[To do] Below is a set of records; print all of them exactly as written.

═════ Material to process ═════

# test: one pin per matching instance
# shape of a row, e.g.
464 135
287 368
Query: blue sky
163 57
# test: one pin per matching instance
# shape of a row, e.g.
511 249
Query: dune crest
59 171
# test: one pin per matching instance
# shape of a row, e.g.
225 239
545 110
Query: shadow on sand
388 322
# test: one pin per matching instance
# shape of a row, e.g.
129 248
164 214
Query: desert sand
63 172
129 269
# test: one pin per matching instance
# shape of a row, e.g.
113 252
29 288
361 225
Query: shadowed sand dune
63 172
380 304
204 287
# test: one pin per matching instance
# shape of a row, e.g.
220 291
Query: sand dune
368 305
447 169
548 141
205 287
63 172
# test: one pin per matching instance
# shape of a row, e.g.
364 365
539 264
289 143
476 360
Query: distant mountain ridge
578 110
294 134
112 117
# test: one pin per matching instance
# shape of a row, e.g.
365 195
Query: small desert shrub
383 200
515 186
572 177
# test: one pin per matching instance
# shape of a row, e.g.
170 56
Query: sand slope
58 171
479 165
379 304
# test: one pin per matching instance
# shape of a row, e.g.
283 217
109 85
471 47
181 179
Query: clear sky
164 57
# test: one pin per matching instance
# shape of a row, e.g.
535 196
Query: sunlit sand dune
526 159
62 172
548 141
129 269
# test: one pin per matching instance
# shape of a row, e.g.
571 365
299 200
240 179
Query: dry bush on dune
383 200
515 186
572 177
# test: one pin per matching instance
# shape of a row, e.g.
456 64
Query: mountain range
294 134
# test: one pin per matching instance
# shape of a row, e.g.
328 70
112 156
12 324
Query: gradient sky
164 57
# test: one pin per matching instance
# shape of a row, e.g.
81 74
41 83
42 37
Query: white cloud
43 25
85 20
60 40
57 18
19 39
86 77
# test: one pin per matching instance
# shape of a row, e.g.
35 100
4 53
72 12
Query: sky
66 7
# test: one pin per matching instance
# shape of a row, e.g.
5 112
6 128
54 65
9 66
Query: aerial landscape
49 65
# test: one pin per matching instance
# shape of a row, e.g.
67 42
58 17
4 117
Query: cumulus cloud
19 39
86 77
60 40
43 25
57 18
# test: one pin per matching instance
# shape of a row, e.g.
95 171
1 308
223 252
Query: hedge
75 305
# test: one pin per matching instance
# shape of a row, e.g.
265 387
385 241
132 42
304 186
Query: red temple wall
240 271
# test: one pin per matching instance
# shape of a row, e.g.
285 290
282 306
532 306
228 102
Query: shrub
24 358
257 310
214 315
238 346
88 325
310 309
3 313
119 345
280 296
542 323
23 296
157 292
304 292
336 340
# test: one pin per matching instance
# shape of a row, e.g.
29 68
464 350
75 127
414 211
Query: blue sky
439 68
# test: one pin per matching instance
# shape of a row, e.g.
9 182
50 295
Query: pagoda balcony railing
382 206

═════

[Task answer]
# test: one pin per matching instance
# shape of a row, e.g.
464 135
287 368
Query: blue sky
163 57
# test: one pin per matching instance
# shape of a row, e.g.
511 249
Query: dune crest
59 171
# test: one pin per matching instance
# shape of a row, e.g.
225 239
545 110
Query: shadow on sand
388 322
# test: one pin per matching instance
# shape of a row, e.g.
129 248
164 214
Query: desert sand
63 172
129 269
# test: one pin per matching instance
# shape of a row, e.g.
113 252
29 288
361 225
Query: shadowed sand dune
63 172
380 304
204 287
# test: one pin per matching instance
# shape of a row, e.g.
220 291
Query: sand dune
368 305
447 169
548 141
205 287
63 172
# test: one pin per matching instance
# shape of a row, e.g.
364 365
539 264
289 143
476 360
Query: distant mountain ridge
578 110
294 134
112 117
# test: one pin per matching instance
# shape of a row, e.g.
365 195
Query: small desert shrub
383 200
515 186
572 177
# test: one pin per matching instance
# shape of a row, e.g.
170 56
Query: sand slope
58 171
479 165
379 304
# test: one pin per matching instance
# shape of a row, e.g.
283 217
109 85
471 47
181 179
Query: clear sky
164 57
# test: one pin per matching instance
# shape of a row, e.g.
535 196
Query: sunlit sand dune
526 159
62 172
548 141
129 269
# test: one pin per matching instance
# shape of a row, e.g.
571 365
299 200
240 179
Query: dry bush on dune
383 200
515 186
572 177
# test: one pin per matching instance
# shape of a row, e.g.
456 64
Query: mountain range
294 134
# test: one pin per matching instance
# shape of a row, e.g.
328 70
112 156
12 324
Query: gradient sky
164 57
# test: one pin per matching instance
# shape of a row, e.g.
81 74
41 83
42 37
Query: white cloud
43 25
85 20
60 40
57 18
19 39
86 77
# test: one pin per matching instance
# shape of a row, e.g.
35 100
4 53
72 12
Query: sky
66 7
# test: one pin per matching instance
# shape of a row, e.g.
5 112
6 128
54 65
9 66
Query: aerial landscape
49 65
# test: one pin per matching instance
# shape of a row, e.g.
67 42
58 17
4 117
Query: cumulus cloud
19 39
86 77
60 40
43 25
57 18
# test: one pin per matching instance
# shape of a row, e.g.
95 171
1 308
223 252
Query: hedge
75 305
# test: one pin per matching instance
# shape of a row, e.g.
265 387
385 241
132 42
304 186
Query: red temple wall
240 271
# test: one pin per matching instance
# shape of a row, e.g.
285 290
282 306
532 306
228 102
Query: shrub
24 358
257 310
214 315
238 346
88 325
310 309
3 313
119 345
280 296
542 323
23 296
157 292
304 292
336 340
# test: one pin per matching instance
# shape of a row, e.g.
29 68
464 350
75 127
414 211
Query: blue sky
439 68
# test: one pin per matching instance
# shape of a row, e.g.
9 182
50 295
Query: pagoda balcony railing
382 206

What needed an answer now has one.